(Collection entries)
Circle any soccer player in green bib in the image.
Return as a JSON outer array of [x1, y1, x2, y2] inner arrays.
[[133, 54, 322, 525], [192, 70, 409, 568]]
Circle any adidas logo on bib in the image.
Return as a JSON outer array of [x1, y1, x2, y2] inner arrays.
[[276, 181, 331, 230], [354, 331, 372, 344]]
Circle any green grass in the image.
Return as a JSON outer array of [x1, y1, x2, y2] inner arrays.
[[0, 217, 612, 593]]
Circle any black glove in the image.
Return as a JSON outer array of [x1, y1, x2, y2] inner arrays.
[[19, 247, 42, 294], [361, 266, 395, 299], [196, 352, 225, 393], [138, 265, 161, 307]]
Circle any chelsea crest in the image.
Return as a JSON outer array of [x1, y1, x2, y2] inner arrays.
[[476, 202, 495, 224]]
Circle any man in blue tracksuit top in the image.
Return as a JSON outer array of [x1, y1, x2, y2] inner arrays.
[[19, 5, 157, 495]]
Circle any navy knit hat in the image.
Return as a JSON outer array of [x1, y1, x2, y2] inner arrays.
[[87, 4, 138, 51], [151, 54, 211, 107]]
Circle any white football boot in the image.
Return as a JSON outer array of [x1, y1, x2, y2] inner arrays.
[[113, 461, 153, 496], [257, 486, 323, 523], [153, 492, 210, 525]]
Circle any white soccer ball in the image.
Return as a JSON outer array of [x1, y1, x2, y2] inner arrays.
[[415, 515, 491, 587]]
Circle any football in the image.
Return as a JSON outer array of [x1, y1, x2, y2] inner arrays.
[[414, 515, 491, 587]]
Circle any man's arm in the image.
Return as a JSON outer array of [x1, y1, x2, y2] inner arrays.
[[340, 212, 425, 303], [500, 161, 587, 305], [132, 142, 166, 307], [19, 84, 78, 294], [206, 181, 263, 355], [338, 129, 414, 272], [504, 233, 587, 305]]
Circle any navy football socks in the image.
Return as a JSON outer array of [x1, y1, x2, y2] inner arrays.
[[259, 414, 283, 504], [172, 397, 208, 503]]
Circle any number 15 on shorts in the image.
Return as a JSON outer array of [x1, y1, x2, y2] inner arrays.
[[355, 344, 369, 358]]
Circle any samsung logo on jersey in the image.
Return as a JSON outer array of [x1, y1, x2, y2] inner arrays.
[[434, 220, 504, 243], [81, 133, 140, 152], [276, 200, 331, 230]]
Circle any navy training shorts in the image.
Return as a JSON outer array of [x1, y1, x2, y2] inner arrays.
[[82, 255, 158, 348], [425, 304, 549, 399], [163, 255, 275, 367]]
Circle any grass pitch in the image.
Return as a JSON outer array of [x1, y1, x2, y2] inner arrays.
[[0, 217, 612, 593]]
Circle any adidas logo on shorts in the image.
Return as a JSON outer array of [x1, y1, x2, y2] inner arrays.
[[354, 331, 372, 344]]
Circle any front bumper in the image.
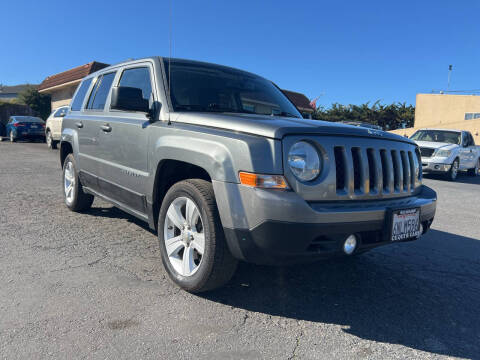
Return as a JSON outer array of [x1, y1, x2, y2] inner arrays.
[[213, 181, 436, 264]]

Task goal.
Rewrite the records above with every "in the image" changed to "in the picture" and nothing else altered, and omit the pictures from your answer.

Problem solution.
Circle any soccer player in green bib in the picture.
Return as a JSON outer array of [x1, y1, x2, y2] inner arrays.
[[133, 54, 322, 525], [192, 70, 409, 568]]
Circle any adidas logo on bib in the picture.
Return as a JSON outer array of [x1, y1, x2, y2] inner arrays.
[[276, 181, 331, 230], [354, 331, 372, 344]]
Circle any green grass in the picture.
Return as a JSON outer array of [x1, y1, x2, y2] inner arrays.
[[0, 217, 612, 593]]
Circle any black glove in the picture.
Return as a JSON outer array of [x1, y1, x2, y2] inner arrays.
[[19, 247, 42, 294], [361, 266, 395, 299], [196, 352, 225, 393], [138, 265, 161, 307]]
Circle any chelsea crest in the picture.
Return as a JSON outer array of [x1, y1, x2, y2] inner arrays.
[[476, 202, 495, 224]]
Circle any man in blue tracksuit top in the picture.
Return as a JSON outer array of [x1, y1, x2, y2] inner arrays.
[[19, 5, 157, 495]]
Circle any navy knit hat in the picture.
Return as a JSON outer array of [x1, y1, x2, y2] inner arrays.
[[87, 4, 138, 51], [151, 54, 211, 107]]
Circle any white football boot in the picture.
Return as a JSON outer array of [x1, y1, x2, y2] inner arrays.
[[113, 461, 153, 496], [257, 486, 323, 523], [153, 492, 210, 525]]
Circle any white soccer ball in the picture.
Return as a JSON outer array of [x1, y1, x2, y2] inner arrays.
[[415, 515, 491, 587]]
Circle any football in the picture.
Return as a JSON outer array of [x1, y1, x2, y2] inner arrays.
[[414, 515, 491, 587]]
Circle any man's arm in the picture.
Return as a JSON outer array of [x1, y1, x2, y2] inner arrays.
[[340, 212, 425, 303], [500, 161, 587, 305], [132, 142, 166, 307], [19, 84, 78, 294], [206, 181, 263, 355], [338, 129, 414, 272], [504, 233, 587, 305]]
Circle any navy football socks in the picture.
Return as a JSON outer array of [x1, y1, x2, y2] inner arrays.
[[259, 414, 283, 504], [172, 397, 208, 503]]
Circle any number 15 on shorts in the picture.
Return as a JSON outer array of [x1, y1, x2, y2] inner arrays.
[[355, 344, 369, 358]]
Circle any samsung logo on jersey in the picture.
Return as a JSON outer array of [x1, y1, x2, y2] inner arrays.
[[434, 220, 504, 243], [81, 133, 140, 152], [276, 200, 331, 230]]
Circle any navy training shorts in the picture.
Return as a JSON outer array of [x1, y1, x2, y2] inner arrays.
[[82, 255, 158, 348], [425, 304, 549, 399], [163, 255, 275, 367]]
Circle any grass pitch in the picture.
Return as a JSON outer array of [x1, y1, x2, y2] inner arrays.
[[0, 217, 612, 593]]
Circle any adidas logo on shorts in the picture.
Return as a JSON outer array of [x1, y1, x2, y2] inner arrays.
[[354, 331, 372, 344]]
Circle any front bumper in the picture.
Return as a JSON outer array of [x1, y1, x2, y2] inner arrays.
[[213, 181, 436, 264]]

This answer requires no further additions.